__Aim__
Copy the records below, requests included, starting with the line containing "of the pizza" and going on through the line containing "98], [260, 102]]]", and give only those lines. Shift every outline coordinate in the answers by adding 14 to it.

__The input__
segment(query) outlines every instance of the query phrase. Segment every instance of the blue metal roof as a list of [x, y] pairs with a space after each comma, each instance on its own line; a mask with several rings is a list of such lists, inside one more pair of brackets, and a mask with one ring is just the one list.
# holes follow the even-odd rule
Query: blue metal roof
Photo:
* * *
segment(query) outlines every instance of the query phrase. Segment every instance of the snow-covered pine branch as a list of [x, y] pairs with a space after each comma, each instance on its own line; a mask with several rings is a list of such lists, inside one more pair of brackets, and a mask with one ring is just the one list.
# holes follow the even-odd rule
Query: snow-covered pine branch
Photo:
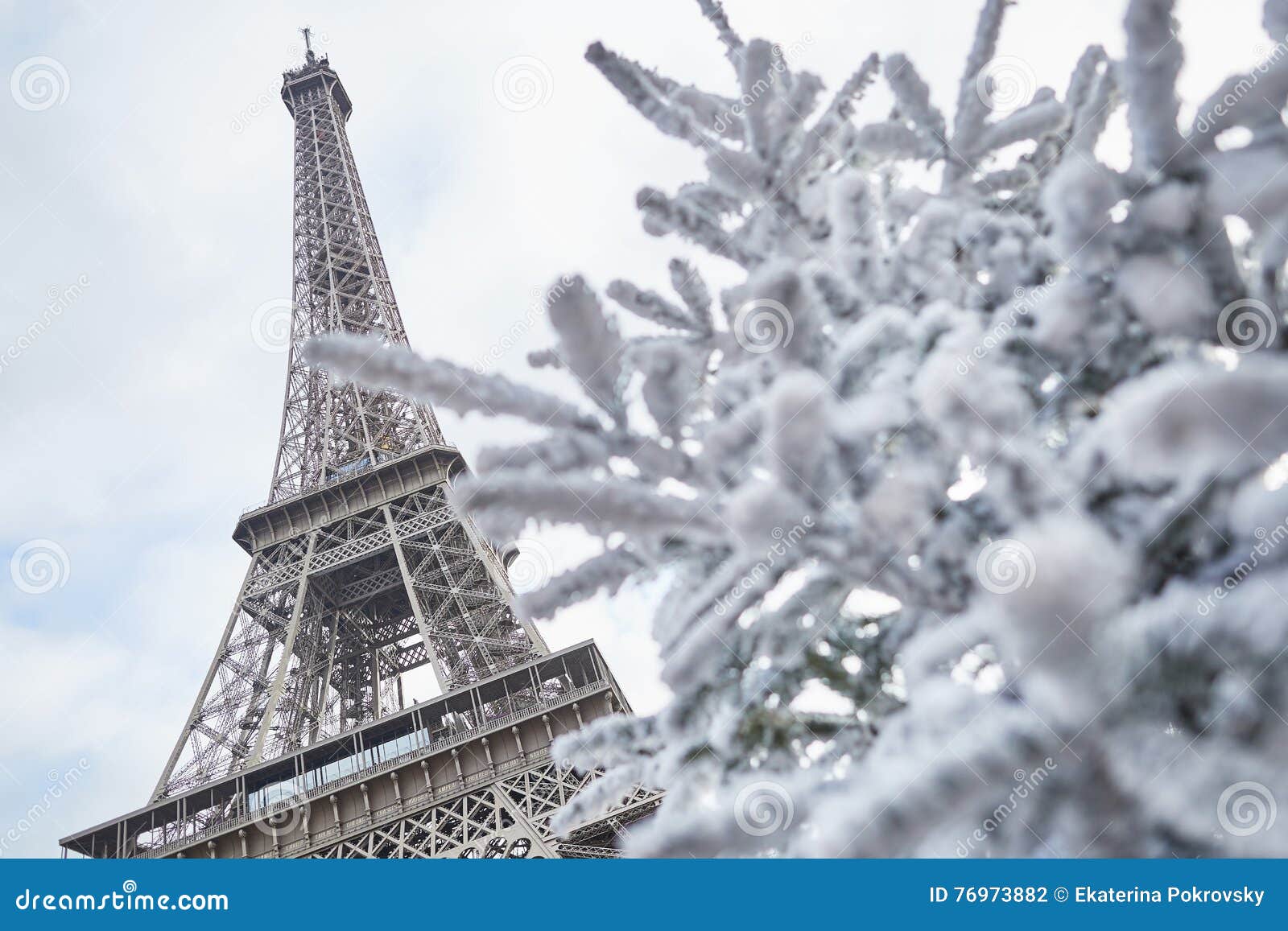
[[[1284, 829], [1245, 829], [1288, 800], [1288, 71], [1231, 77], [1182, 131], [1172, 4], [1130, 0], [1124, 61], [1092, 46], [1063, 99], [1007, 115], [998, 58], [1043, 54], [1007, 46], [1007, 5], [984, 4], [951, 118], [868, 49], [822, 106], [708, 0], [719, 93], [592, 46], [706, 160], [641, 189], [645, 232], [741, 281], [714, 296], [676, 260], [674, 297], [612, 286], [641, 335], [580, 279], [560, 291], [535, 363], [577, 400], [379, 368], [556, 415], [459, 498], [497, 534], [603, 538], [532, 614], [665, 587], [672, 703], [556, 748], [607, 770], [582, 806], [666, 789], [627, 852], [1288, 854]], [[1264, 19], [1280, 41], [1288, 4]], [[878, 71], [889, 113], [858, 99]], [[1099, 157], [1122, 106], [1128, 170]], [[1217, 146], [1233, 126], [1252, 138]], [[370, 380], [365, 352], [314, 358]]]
---
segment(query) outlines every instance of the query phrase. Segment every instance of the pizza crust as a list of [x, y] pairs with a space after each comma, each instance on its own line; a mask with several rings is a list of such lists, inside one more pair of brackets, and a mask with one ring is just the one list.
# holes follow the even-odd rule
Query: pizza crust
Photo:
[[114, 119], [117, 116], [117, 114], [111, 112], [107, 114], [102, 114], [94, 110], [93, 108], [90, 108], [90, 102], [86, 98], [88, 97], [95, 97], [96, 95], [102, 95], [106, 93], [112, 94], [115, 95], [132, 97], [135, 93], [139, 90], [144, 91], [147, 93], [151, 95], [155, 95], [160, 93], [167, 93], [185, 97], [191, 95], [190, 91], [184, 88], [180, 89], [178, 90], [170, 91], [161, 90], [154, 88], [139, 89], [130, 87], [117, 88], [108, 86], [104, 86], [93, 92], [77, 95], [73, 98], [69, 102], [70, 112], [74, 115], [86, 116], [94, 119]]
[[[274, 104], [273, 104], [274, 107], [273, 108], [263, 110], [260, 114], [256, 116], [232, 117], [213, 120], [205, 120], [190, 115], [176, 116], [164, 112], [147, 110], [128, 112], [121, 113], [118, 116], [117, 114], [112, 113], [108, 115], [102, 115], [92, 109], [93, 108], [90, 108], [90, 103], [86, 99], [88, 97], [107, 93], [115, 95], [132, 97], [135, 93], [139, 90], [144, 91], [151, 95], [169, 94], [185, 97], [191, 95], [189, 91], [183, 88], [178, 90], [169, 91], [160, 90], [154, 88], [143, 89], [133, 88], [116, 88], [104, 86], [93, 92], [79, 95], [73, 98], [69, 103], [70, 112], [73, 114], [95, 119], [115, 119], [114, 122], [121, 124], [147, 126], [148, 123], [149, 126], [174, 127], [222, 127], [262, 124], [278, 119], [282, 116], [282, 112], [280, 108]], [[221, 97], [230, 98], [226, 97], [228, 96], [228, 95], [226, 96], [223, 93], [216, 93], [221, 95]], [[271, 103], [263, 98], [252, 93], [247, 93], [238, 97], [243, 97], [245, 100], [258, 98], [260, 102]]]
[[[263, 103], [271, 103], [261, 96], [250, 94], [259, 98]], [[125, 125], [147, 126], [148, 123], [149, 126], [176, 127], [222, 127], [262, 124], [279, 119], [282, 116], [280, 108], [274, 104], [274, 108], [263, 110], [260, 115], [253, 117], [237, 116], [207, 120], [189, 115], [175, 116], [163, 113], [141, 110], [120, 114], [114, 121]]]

__Answer to this problem__
segment(query) outlines every instance of the query phrase. Segment every instance of the pizza crust as a list of [x, y] pairs with a space after each comma, each instance on its own line; a mask with several rings is a list of such lists, inside one more pair of brackets, and a mask with one ring is just the one list.
# holes follow the even-odd rule
Query: pizza crust
Photo:
[[128, 133], [131, 130], [131, 128], [125, 126], [121, 128], [116, 128], [108, 124], [107, 122], [104, 122], [104, 116], [100, 112], [102, 111], [109, 111], [110, 109], [116, 109], [120, 107], [126, 108], [129, 109], [146, 111], [149, 107], [153, 104], [158, 105], [161, 107], [165, 109], [169, 109], [174, 107], [181, 107], [199, 111], [205, 109], [204, 105], [198, 102], [194, 103], [192, 104], [184, 105], [175, 104], [168, 102], [153, 103], [144, 101], [131, 102], [122, 100], [118, 100], [107, 106], [91, 109], [87, 112], [83, 116], [84, 126], [88, 129], [100, 130], [108, 133]]
[[[288, 118], [287, 118], [288, 121], [287, 122], [277, 124], [274, 128], [270, 130], [246, 131], [227, 134], [219, 134], [204, 129], [190, 130], [178, 126], [161, 124], [142, 126], [135, 127], [132, 130], [131, 128], [126, 127], [122, 129], [116, 129], [106, 123], [107, 122], [104, 122], [104, 117], [100, 113], [102, 111], [121, 107], [129, 109], [146, 111], [149, 107], [153, 104], [158, 105], [165, 109], [183, 108], [199, 111], [205, 109], [203, 105], [197, 102], [192, 104], [183, 105], [174, 104], [168, 102], [157, 103], [147, 102], [130, 102], [118, 100], [107, 106], [93, 109], [87, 112], [83, 117], [84, 126], [87, 128], [109, 133], [129, 133], [128, 136], [135, 138], [161, 140], [162, 137], [163, 140], [188, 141], [236, 141], [276, 138], [292, 133], [296, 130], [296, 126], [294, 122]], [[235, 111], [244, 112], [240, 111], [242, 110], [242, 109], [240, 110], [237, 107], [230, 107], [235, 109]], [[285, 117], [277, 112], [266, 107], [261, 107], [252, 111], [257, 111], [259, 114], [272, 112], [274, 116]]]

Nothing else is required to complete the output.